* _Task goal_:
Rewrite the listing as a Markdown table with columns Row and Line, from the start of the listing through the line containing "[275,140,286,207]". Put each line's number in Row and its text in Line, and skip any blank lines.

* _Recorded information_:
· · · · ·

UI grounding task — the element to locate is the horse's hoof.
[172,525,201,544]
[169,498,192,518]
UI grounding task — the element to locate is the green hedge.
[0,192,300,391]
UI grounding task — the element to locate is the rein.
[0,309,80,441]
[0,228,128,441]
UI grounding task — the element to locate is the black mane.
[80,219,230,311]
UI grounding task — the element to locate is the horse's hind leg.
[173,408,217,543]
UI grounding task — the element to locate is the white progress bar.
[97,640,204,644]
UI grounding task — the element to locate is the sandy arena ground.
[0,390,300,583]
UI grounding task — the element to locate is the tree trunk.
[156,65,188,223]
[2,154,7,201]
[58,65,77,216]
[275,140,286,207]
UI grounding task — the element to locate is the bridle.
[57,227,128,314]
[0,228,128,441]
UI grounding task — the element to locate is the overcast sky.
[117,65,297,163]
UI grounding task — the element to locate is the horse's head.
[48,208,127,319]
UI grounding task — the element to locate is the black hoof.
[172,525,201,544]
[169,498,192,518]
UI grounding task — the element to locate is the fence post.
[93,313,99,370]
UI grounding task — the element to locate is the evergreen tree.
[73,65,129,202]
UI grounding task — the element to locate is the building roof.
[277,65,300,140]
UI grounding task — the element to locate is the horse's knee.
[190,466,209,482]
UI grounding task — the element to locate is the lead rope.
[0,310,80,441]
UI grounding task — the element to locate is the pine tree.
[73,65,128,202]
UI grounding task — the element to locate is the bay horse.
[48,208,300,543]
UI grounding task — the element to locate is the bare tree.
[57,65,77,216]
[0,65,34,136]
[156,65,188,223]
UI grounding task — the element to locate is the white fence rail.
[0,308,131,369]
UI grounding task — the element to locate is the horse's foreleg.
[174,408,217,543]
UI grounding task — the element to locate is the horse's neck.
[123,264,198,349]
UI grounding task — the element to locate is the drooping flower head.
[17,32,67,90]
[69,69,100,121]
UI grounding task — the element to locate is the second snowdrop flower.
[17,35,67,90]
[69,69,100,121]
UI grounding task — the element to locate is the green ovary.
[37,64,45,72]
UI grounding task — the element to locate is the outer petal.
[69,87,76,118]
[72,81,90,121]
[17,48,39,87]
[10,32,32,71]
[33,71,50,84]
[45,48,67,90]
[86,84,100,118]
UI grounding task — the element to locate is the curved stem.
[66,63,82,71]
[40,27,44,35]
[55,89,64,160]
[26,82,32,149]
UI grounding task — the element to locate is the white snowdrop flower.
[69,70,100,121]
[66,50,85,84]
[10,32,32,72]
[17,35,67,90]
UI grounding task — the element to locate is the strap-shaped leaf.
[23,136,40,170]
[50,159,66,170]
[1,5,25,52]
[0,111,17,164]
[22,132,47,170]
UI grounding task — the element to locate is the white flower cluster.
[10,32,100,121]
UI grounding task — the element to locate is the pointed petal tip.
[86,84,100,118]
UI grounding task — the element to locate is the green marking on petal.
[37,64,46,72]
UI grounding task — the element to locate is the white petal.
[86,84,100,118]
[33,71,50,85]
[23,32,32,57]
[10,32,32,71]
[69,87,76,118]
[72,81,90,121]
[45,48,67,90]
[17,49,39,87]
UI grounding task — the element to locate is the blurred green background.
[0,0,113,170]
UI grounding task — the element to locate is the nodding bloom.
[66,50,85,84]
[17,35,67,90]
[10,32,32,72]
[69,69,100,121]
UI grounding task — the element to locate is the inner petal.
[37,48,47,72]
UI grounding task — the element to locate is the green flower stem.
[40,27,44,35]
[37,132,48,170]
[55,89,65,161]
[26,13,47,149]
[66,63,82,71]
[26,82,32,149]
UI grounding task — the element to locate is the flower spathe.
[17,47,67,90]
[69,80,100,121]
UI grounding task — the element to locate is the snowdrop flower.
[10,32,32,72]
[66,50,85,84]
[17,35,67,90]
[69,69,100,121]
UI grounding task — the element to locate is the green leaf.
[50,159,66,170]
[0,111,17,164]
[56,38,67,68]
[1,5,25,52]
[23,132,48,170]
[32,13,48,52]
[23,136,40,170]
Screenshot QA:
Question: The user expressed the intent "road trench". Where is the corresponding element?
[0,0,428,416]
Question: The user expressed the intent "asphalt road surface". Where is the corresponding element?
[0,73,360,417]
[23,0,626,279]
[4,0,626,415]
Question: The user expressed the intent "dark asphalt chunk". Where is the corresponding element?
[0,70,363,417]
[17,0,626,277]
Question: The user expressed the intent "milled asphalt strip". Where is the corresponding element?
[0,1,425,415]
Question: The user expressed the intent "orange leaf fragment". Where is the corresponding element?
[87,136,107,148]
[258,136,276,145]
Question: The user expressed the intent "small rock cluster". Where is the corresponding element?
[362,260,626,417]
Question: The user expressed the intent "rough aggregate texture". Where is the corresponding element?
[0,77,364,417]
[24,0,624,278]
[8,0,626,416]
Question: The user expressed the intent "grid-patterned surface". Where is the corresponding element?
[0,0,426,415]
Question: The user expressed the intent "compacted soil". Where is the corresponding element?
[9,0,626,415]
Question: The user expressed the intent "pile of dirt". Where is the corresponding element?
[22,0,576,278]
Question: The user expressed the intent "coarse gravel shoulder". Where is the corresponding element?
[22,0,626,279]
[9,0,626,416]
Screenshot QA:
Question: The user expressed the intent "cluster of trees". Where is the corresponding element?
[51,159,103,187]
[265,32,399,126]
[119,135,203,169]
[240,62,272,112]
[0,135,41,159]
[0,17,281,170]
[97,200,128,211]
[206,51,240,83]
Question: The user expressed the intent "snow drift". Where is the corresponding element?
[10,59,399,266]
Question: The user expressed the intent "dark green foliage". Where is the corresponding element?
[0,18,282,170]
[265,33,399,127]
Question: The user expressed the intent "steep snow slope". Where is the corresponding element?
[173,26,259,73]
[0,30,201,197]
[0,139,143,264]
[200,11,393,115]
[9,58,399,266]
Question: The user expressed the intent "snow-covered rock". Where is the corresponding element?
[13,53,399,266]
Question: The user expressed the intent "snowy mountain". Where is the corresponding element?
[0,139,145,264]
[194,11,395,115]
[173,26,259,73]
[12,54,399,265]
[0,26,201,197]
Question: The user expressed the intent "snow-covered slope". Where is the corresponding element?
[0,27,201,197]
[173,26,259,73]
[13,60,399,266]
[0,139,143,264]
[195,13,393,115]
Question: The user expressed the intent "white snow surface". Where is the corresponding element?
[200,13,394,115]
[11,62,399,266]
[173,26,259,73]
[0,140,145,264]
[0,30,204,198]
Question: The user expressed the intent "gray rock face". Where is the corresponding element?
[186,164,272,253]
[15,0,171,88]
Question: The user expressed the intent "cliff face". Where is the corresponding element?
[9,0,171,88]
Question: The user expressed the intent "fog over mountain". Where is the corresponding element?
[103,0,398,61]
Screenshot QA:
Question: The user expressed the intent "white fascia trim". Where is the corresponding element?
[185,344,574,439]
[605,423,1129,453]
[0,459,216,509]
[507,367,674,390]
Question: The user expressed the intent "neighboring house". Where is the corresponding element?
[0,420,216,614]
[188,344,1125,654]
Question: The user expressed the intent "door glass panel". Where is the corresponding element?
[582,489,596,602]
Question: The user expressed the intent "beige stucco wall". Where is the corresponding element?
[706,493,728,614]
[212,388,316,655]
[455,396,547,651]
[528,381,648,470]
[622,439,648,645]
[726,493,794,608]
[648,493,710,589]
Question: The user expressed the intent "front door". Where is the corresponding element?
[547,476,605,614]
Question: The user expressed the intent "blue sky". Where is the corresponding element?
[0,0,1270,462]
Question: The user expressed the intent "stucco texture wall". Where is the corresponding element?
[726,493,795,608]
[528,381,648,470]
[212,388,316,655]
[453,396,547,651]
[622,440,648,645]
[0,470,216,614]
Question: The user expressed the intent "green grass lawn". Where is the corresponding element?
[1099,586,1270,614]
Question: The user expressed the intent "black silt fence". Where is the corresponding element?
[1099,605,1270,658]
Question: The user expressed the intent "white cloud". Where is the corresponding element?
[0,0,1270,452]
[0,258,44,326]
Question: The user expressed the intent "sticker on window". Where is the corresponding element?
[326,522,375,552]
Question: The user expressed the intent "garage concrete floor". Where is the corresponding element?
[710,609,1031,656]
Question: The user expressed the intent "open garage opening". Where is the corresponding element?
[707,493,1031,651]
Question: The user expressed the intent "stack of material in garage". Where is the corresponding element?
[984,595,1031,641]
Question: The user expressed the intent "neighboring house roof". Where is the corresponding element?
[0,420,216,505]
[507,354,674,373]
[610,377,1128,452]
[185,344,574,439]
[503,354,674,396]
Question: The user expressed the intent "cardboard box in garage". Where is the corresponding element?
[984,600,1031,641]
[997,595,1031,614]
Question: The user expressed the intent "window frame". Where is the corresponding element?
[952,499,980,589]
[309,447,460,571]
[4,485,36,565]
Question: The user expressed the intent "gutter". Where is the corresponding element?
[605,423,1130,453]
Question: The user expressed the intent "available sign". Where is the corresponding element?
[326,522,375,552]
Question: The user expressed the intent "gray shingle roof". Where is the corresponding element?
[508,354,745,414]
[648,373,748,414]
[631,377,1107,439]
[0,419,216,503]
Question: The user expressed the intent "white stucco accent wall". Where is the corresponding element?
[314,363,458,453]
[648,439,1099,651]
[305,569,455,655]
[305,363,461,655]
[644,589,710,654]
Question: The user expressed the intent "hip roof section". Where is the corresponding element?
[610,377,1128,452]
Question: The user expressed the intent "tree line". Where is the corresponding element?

· · · · ·

* _Written answer_:
| Row | Line |
|---|---|
| 1 | UI grounding task — the element to locate is the horse's hoof. |
| 2 | [172,525,201,544] |
| 3 | [169,498,192,518] |
| 4 | UI grounding task — the element to locate is the green hedge. |
| 5 | [0,192,300,391] |
| 6 | UI grounding task — the element to locate is the rein. |
| 7 | [0,309,80,441] |
| 8 | [0,228,128,441] |
| 9 | UI grounding task — the element to locate is the black mane. |
| 10 | [80,219,230,311] |
| 11 | UI grounding task — the element to locate is the horse's hind leg. |
| 12 | [173,408,217,543] |
| 13 | UI grounding task — the element to locate is the white progress bar. |
| 14 | [97,640,204,644] |
| 15 | UI grounding task — the element to locate is the sandy arena ground. |
| 16 | [0,390,300,583] |
| 17 | UI grounding task — the element to locate is the tree trunk. |
| 18 | [156,65,188,223] |
| 19 | [2,154,7,201] |
| 20 | [58,65,77,216] |
| 21 | [275,140,286,207] |